### DIRECTIONS FOR THIS TASK
Return every line in the entries below that contains the word "mask". Letter case must match.

-------------------------

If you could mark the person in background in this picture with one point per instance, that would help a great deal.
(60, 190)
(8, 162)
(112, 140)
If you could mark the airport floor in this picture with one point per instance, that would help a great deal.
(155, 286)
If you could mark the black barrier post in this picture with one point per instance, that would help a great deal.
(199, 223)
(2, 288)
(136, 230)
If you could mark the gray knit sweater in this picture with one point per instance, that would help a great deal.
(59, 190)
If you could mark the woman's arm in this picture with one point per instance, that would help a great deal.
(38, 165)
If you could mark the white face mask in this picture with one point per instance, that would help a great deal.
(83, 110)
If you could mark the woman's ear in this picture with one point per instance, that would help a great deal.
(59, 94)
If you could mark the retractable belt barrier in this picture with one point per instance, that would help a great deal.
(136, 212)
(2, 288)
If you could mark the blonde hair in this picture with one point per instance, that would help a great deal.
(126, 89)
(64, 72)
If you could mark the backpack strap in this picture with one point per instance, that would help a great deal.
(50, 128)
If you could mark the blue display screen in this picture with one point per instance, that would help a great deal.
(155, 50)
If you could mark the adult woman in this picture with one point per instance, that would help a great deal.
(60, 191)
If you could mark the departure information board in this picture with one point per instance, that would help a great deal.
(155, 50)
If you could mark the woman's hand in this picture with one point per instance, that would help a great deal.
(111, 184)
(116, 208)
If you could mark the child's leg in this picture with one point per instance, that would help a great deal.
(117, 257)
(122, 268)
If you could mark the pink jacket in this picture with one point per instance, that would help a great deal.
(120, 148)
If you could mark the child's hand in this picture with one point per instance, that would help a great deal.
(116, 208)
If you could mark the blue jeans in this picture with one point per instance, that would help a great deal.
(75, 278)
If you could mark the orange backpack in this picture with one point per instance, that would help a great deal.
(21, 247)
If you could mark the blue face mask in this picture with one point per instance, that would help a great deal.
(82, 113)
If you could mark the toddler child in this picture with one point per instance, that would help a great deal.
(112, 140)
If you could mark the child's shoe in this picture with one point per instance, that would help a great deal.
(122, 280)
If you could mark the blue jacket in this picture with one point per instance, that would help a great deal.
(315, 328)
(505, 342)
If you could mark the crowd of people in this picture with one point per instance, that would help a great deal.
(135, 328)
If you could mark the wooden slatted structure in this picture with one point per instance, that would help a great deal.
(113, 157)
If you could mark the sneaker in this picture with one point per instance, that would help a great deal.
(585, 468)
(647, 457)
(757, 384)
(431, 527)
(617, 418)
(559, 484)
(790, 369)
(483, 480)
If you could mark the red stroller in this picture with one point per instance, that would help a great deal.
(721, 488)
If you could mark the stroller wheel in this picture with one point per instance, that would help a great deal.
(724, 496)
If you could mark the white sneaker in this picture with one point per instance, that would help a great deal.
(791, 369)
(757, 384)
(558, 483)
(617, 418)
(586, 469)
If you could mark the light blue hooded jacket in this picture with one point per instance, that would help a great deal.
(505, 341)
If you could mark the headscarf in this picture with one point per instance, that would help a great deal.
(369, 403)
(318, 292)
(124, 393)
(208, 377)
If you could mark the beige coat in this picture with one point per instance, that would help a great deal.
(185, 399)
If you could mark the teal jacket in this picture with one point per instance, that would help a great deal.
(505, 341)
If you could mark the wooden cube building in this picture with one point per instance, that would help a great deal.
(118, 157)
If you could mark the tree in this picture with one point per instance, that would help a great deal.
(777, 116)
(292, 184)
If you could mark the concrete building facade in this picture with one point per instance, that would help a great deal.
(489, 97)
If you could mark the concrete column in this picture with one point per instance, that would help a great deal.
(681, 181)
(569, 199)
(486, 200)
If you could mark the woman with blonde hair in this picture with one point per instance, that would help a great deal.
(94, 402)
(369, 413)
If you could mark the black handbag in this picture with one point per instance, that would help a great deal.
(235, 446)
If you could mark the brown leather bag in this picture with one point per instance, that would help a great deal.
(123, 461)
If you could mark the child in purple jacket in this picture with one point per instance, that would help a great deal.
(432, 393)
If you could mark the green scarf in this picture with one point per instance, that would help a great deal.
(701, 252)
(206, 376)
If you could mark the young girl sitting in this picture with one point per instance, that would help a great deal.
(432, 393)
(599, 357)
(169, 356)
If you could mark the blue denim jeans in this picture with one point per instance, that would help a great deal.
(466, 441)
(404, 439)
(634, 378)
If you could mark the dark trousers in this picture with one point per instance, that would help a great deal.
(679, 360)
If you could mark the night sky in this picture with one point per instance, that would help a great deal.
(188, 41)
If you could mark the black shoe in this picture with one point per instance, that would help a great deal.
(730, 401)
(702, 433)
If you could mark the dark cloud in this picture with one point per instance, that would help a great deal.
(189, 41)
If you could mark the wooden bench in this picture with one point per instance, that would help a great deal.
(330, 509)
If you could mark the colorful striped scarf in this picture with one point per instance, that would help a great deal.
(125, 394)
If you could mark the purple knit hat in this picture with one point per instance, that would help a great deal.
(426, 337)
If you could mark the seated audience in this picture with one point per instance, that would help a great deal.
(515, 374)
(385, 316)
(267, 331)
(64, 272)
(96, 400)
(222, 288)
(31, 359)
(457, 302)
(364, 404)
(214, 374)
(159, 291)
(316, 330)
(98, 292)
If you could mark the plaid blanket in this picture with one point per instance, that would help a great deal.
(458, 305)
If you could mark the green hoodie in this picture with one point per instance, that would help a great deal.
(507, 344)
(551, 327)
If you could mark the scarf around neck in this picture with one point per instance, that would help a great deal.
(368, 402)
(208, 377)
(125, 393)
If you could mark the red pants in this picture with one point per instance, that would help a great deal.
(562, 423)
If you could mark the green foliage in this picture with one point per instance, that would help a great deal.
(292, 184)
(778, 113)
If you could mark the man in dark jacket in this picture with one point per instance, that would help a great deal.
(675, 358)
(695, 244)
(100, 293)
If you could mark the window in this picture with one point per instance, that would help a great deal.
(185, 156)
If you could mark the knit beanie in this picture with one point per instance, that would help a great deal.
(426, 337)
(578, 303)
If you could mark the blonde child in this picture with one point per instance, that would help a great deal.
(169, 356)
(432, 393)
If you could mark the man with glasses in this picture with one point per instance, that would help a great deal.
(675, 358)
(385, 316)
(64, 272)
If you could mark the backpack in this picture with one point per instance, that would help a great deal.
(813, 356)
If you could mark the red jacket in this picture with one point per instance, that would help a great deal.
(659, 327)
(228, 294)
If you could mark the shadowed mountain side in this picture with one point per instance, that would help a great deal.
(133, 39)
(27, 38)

-------------------------

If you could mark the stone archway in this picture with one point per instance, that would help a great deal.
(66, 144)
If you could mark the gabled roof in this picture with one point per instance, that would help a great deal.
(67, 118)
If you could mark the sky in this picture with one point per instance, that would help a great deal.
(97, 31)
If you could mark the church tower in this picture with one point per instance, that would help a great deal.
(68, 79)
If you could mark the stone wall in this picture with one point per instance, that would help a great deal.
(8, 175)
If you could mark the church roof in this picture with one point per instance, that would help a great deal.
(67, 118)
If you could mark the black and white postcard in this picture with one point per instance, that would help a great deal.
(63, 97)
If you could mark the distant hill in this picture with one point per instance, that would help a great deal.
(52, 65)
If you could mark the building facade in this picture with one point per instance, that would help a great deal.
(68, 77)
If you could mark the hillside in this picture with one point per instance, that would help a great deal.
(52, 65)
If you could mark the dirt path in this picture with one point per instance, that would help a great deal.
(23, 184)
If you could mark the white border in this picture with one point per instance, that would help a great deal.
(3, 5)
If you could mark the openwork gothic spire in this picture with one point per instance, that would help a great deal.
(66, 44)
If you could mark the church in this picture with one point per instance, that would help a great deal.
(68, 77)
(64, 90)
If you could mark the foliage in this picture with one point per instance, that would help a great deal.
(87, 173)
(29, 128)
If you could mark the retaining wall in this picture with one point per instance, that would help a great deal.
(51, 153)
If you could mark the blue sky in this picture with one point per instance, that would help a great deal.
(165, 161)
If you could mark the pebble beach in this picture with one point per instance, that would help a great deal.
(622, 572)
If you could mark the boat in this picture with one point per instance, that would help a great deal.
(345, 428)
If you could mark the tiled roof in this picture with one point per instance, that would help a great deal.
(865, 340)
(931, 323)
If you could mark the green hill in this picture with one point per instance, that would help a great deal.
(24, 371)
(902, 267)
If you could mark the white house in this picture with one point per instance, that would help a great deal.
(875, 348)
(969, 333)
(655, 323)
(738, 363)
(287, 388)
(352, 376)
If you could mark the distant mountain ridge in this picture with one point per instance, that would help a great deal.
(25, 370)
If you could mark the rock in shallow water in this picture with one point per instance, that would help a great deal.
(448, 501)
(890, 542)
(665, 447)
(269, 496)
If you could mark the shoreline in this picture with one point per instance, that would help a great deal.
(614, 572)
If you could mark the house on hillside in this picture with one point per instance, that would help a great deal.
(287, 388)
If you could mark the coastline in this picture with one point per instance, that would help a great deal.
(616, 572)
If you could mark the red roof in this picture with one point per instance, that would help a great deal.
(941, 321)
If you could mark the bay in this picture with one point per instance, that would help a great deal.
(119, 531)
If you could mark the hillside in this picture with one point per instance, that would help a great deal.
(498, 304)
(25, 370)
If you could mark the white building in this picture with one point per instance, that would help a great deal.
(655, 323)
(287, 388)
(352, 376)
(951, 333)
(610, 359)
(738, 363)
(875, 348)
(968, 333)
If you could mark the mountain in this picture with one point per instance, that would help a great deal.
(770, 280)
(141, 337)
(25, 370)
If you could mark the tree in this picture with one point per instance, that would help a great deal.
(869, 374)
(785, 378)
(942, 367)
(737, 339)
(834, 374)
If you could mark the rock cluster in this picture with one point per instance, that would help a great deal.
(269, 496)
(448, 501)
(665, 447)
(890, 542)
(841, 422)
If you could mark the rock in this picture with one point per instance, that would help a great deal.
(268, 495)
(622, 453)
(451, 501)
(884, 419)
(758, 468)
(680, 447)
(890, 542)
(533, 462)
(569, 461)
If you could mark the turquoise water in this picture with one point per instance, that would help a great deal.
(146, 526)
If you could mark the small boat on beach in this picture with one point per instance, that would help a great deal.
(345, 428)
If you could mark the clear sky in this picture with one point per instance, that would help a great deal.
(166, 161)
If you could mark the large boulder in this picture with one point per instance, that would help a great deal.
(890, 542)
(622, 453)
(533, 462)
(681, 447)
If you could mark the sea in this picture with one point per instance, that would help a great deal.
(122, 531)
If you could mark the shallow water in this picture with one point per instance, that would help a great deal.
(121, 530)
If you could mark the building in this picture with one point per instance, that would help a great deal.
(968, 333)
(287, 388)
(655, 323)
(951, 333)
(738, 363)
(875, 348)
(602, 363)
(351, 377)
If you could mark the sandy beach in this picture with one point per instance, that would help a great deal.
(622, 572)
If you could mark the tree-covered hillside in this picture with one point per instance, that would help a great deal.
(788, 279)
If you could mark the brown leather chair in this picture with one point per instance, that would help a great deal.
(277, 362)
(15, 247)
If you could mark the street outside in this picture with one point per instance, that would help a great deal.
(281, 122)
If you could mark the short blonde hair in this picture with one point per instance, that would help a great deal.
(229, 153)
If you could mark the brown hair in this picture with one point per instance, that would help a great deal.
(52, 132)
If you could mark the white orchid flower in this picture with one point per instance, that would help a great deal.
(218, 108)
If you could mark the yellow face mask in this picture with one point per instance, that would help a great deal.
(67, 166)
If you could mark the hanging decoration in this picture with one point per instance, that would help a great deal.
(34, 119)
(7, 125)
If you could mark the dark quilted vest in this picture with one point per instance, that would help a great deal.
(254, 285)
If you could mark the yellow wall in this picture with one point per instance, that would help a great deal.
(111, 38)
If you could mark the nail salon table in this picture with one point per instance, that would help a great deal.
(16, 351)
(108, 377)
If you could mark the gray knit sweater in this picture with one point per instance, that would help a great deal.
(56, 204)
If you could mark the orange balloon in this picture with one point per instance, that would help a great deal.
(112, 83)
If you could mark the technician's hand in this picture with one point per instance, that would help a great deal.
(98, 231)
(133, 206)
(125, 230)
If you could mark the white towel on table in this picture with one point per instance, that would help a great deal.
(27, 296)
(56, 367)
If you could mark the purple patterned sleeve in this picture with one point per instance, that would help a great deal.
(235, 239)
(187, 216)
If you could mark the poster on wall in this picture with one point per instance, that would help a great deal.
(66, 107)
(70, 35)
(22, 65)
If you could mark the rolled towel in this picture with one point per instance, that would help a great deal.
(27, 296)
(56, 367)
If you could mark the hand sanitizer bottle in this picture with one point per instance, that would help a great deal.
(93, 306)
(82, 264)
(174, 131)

-------------------------

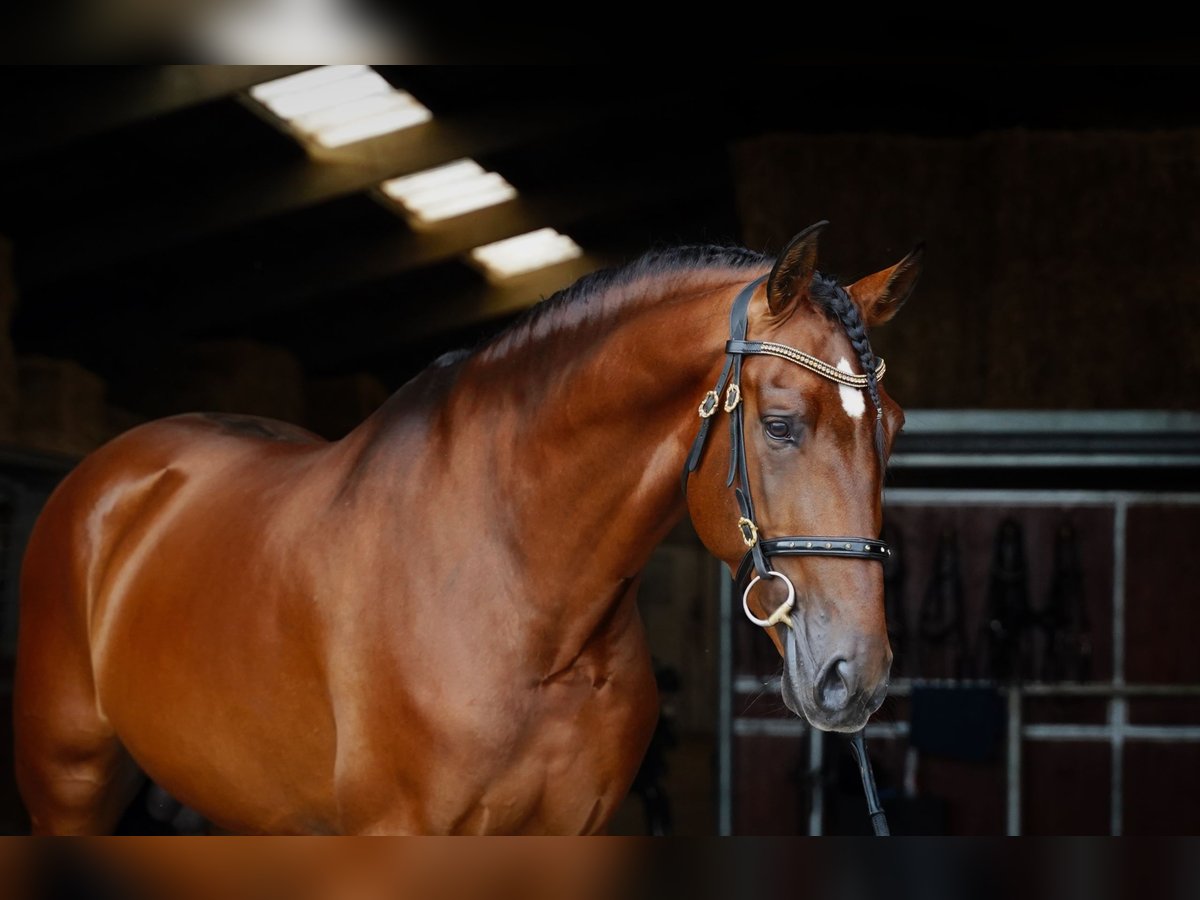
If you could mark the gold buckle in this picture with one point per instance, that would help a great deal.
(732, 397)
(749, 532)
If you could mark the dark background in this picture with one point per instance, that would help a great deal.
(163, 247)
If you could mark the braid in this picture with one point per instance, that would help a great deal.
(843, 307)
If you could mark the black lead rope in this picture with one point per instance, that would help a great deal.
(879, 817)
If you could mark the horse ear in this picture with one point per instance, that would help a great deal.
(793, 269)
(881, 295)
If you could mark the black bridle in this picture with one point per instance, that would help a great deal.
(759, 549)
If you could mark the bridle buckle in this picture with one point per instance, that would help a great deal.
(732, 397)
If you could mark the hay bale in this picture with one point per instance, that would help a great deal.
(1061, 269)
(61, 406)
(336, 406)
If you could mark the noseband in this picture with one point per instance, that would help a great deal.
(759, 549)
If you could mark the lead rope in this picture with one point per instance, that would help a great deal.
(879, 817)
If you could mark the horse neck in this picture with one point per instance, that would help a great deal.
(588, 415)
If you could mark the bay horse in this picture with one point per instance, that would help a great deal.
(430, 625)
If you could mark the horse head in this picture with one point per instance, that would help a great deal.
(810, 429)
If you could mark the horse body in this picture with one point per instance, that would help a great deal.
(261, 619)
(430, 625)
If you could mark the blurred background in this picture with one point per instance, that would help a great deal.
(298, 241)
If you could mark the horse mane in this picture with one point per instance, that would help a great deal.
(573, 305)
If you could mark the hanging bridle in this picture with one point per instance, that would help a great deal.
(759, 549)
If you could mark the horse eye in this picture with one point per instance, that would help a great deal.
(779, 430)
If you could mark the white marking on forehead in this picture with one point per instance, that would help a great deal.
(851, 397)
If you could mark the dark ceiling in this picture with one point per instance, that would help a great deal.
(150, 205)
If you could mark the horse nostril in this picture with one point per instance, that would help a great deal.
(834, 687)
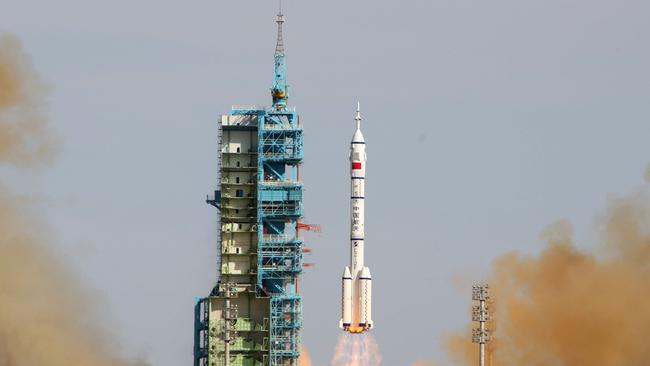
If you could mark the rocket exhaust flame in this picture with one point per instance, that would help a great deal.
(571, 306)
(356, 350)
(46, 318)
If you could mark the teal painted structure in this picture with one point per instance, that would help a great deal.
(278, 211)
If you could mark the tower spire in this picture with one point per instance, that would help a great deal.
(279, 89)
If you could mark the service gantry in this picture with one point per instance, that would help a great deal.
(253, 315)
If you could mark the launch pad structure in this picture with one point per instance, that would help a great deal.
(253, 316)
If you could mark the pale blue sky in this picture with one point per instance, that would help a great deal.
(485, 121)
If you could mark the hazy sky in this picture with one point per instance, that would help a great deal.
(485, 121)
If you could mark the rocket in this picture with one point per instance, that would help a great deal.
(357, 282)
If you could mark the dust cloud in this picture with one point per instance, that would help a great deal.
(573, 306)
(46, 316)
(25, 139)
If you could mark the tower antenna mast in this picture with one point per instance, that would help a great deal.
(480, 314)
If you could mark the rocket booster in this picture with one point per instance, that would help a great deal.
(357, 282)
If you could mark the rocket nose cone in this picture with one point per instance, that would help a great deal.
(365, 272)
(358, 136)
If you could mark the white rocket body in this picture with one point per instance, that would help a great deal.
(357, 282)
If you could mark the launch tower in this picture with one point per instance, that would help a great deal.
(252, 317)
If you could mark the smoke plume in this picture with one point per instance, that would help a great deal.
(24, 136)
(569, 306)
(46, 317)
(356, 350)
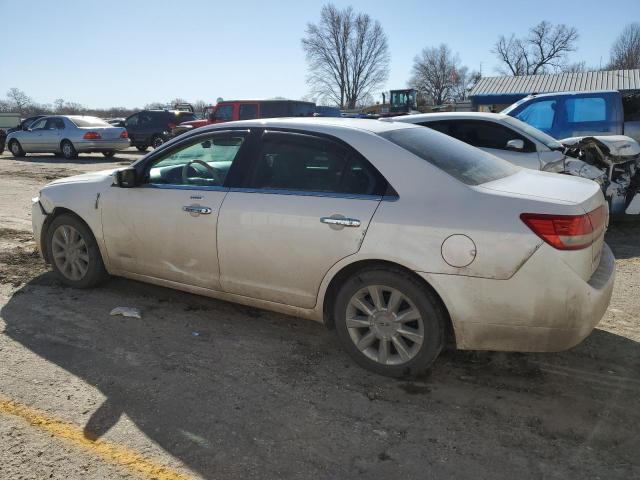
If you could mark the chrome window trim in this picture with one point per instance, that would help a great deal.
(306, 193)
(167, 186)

-------------------------

### RESPONSE FOR THIS EXERCISE
If you could mark the white face mask in this picture with one point per instance, that would help a great deal.
If you could mark the blue face mask in this picture with one point per instance, that would help a great deal.
If you could mark the yellow face mask in this picture with one point per instance, that would help a great deal.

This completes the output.